§ **Set exercise**: Rescale the stretch of the material running from the line containing "dark hair in this photo." through the line containing "short sleeve in this photo." by writing out every line in it again, requests included. Multiply each point coordinate in the answers by 0.7 and round it to a whole number, with halves rounded up.

(Raw records)
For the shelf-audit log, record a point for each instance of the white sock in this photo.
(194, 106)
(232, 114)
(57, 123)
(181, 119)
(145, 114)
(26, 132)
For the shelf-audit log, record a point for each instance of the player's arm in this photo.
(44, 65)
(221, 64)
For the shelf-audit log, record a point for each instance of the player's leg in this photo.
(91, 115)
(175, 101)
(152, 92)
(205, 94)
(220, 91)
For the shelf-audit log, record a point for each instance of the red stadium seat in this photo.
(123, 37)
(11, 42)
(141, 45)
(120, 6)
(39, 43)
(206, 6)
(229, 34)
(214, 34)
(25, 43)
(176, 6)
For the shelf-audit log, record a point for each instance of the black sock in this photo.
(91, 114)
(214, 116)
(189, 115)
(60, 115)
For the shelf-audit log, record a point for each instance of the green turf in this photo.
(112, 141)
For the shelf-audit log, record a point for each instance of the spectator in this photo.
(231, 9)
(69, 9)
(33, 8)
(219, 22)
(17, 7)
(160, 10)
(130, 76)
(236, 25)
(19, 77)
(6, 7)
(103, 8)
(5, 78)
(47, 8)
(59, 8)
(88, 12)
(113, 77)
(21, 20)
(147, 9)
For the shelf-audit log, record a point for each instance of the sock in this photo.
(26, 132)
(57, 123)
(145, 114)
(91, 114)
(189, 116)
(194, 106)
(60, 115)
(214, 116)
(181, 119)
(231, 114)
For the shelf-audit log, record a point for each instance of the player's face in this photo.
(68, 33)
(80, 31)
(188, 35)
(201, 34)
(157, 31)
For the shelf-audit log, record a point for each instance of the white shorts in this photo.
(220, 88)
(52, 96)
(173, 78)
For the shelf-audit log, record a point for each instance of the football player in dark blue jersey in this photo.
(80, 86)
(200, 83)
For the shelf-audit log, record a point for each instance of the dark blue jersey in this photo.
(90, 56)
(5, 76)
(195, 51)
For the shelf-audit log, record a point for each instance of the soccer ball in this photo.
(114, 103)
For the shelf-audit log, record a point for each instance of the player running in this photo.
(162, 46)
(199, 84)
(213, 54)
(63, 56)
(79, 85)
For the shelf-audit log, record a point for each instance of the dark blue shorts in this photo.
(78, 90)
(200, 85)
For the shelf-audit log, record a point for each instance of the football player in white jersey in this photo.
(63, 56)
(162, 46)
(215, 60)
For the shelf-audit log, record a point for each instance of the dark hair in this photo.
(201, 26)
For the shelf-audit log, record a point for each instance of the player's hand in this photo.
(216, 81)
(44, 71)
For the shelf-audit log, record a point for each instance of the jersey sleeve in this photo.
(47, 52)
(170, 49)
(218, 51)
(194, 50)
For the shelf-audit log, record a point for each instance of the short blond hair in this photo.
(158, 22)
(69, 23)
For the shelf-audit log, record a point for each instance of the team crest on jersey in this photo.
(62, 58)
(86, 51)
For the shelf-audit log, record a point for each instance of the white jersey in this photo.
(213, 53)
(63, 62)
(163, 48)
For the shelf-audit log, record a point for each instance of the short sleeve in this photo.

---

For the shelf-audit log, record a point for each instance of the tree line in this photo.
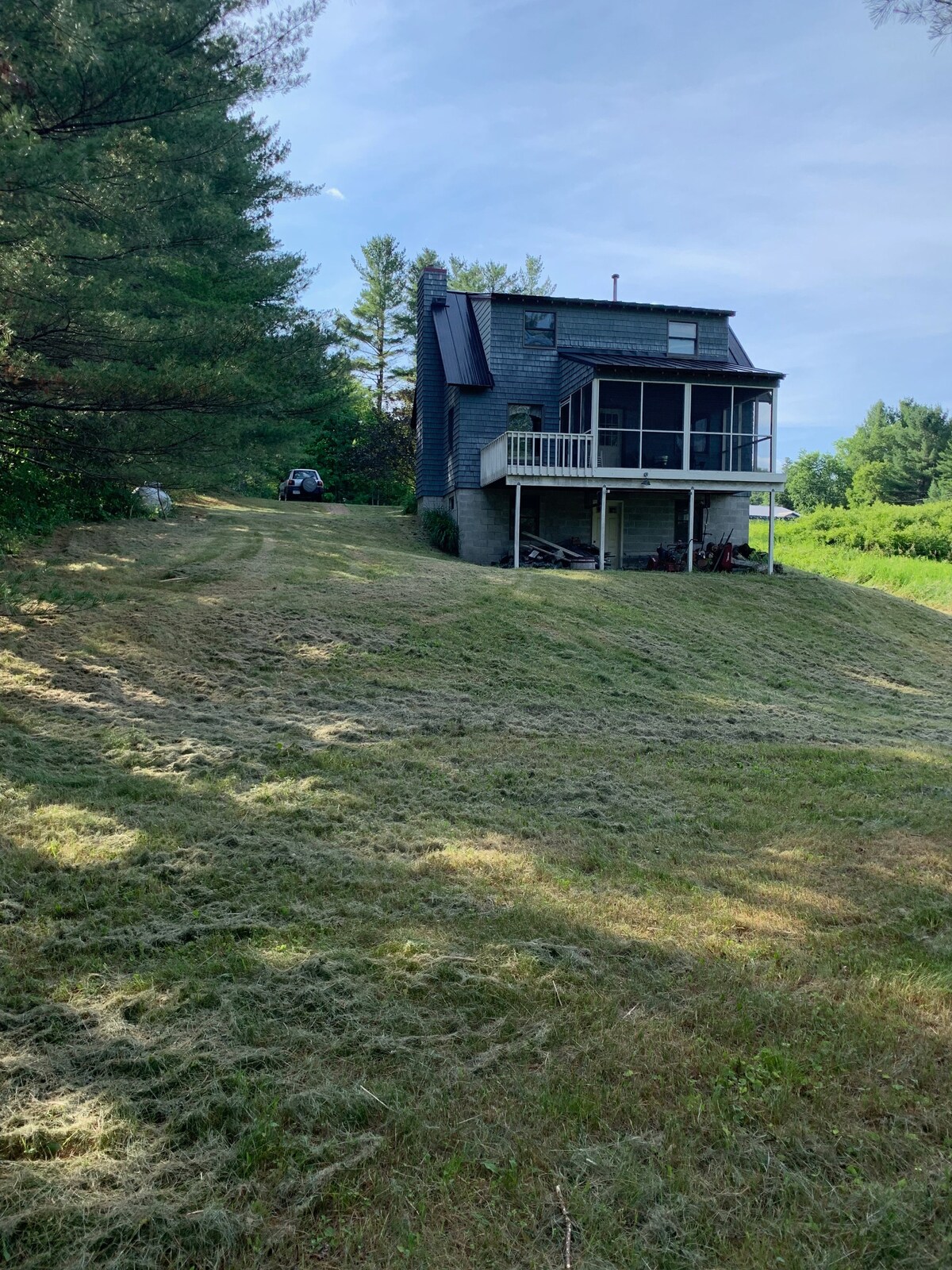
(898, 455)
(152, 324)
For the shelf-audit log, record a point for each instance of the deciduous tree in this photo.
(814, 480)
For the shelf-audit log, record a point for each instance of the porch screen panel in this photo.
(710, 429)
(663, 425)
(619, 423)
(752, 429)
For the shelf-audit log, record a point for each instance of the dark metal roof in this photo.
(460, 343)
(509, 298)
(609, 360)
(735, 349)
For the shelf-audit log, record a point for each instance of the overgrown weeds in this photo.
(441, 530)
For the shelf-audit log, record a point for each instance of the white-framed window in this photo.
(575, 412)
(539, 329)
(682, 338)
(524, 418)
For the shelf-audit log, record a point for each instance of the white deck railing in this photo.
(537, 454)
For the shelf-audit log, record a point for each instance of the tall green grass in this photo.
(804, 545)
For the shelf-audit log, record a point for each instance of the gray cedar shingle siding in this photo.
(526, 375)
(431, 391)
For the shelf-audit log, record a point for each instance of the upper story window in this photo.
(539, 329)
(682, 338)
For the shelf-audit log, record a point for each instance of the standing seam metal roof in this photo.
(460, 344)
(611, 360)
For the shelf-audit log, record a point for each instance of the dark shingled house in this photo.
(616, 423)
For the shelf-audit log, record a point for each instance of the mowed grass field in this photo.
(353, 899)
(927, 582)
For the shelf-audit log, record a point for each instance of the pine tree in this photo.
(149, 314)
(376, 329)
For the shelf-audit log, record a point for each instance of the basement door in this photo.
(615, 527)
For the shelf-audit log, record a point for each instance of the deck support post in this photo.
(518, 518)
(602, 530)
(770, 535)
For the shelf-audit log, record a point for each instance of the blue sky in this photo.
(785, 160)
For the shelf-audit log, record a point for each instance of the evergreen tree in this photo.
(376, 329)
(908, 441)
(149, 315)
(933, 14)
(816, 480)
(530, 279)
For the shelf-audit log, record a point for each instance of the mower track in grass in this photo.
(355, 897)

==

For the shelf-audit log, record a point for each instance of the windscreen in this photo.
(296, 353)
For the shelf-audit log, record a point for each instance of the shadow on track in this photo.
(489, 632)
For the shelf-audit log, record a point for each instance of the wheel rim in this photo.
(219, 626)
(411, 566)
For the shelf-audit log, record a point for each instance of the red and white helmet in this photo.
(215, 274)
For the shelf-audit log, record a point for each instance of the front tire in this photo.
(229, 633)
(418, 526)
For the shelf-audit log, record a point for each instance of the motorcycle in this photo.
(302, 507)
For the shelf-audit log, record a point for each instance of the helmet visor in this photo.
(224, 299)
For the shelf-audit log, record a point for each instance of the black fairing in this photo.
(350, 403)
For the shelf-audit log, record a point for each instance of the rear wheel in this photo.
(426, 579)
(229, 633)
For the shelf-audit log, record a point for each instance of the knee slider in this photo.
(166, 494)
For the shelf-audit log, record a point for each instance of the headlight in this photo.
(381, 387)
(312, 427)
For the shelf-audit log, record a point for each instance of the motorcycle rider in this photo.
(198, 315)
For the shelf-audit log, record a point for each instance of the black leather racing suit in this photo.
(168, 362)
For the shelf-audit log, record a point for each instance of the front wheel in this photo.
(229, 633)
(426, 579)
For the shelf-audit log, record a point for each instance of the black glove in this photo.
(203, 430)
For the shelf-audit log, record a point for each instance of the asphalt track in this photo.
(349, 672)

§ **Response for this exercise**:
For the shelf-audit log, record a point for each instance of the dark hair in this photo.
(141, 18)
For the shelf-audit log, record a point for each instance of the player's hand in this photo.
(151, 57)
(31, 50)
For the shelf-audit log, record a point for each instance of the jersey sleeve in this photo.
(33, 36)
(119, 34)
(153, 36)
(136, 35)
For the shelf-audit log, record a point for each instance of the short blond hair in this photo.
(111, 15)
(48, 16)
For the shelf-audit log, record a point for each instance of the team crest on jersey in this photo.
(43, 41)
(60, 36)
For the shelf-audit log, record a point for each instance of the white jersey in this photo.
(149, 37)
(44, 43)
(114, 34)
For the shelf-audit log, record a point for each instance of the short sleeve in this photo.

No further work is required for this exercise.